▶ **What you need to do**
May I have the line containing "Task: place one keypoint per instance of the parking" and every line after it through the end of the data, repeated exactly and with no other lines?
§ §
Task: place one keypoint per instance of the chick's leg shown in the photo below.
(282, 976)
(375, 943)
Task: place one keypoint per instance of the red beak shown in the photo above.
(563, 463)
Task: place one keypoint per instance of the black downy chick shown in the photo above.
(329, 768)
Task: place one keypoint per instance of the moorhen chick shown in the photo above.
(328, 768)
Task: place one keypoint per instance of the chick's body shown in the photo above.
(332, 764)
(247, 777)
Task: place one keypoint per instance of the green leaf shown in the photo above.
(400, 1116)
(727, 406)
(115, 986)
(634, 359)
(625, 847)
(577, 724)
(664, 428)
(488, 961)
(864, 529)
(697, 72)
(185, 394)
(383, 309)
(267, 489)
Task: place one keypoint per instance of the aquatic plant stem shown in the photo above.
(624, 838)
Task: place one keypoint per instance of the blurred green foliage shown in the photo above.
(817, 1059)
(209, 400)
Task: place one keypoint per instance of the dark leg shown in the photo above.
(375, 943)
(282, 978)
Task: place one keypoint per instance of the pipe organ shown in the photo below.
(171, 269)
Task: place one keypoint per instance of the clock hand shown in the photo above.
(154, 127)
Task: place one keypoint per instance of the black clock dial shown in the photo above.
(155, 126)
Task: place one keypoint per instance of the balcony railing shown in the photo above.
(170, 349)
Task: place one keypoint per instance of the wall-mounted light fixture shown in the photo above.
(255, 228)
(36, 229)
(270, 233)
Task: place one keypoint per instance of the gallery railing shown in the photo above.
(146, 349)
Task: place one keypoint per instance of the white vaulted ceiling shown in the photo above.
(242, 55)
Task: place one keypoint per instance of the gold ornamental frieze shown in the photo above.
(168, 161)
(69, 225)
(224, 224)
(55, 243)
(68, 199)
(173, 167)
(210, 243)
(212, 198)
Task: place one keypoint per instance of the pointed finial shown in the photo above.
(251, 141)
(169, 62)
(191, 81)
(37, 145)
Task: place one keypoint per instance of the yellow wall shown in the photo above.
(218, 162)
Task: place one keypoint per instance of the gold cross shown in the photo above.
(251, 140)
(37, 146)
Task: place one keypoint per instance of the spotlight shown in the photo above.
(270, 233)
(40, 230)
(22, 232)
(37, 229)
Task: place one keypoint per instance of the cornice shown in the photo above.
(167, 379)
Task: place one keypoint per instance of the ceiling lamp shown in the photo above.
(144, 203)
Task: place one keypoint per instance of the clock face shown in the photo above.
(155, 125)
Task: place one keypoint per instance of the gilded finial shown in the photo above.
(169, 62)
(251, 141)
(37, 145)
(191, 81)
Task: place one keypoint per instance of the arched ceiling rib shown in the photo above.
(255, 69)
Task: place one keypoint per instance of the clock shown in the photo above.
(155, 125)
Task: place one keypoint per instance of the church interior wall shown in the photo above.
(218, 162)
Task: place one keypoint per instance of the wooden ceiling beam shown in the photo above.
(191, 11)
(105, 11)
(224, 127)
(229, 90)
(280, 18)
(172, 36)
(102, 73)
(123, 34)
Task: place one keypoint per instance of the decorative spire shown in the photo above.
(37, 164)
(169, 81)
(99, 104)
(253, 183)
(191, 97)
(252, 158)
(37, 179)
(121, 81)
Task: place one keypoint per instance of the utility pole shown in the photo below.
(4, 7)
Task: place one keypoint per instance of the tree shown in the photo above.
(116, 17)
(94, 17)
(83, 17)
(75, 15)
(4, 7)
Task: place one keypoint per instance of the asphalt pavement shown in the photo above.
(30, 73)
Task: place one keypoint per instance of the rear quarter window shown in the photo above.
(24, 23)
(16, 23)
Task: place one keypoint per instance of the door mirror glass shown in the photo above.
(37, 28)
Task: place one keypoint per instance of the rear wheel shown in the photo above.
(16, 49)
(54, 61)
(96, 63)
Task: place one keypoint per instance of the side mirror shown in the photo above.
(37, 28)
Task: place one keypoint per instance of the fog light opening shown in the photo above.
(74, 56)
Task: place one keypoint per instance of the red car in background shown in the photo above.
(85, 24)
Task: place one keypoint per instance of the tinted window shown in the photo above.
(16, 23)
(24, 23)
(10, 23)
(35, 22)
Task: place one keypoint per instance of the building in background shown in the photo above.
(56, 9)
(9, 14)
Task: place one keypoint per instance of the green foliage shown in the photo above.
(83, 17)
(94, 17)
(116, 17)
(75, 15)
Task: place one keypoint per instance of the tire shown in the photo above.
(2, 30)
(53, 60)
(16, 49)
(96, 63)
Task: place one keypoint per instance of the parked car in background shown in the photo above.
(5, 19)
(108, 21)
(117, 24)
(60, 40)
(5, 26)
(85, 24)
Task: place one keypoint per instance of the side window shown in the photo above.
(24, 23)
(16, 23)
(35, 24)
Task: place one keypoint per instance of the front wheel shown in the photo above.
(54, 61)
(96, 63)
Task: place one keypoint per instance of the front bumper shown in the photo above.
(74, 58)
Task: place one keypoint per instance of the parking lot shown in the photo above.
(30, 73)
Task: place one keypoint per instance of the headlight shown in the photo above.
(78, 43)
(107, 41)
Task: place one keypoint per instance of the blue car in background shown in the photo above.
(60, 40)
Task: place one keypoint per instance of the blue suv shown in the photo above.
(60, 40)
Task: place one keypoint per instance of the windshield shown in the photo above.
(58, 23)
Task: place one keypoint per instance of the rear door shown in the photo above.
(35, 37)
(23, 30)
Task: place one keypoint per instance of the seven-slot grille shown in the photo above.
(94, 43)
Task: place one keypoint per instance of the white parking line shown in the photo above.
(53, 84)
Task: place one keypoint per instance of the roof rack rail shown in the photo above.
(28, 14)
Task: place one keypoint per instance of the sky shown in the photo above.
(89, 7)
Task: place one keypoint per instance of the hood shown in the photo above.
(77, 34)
§ §
▶ **Answer to the exercise**
Task: place one keypoint per instance of the parking lot shown in the photo above.
(30, 73)
Task: place one keypoint per instance of the headlight shown in the photo above.
(78, 43)
(107, 41)
Task: place one keypoint per instance of the blue car in background shown in the photo above.
(60, 40)
Task: place one keypoint per instance of the blue suv shown in the photo above.
(60, 40)
Task: place one keypoint per instance of the windshield shown in the photo above.
(58, 23)
Task: place one keypoint per instance of the rear door shown in the photo above.
(35, 37)
(23, 30)
Task: place one keypoint per instance of the seven-slot grille shown in the photo above.
(94, 43)
Task: place one keypoint per instance of the white parking line shown in the photo above.
(53, 84)
Task: place one keypoint per instance of the roof rack rail shown in the photo above.
(28, 14)
Task: place one keypoint per instance of the sky shown in the photo above.
(89, 7)
Task: place one keypoint per instance of the hood shown in the photo above.
(77, 34)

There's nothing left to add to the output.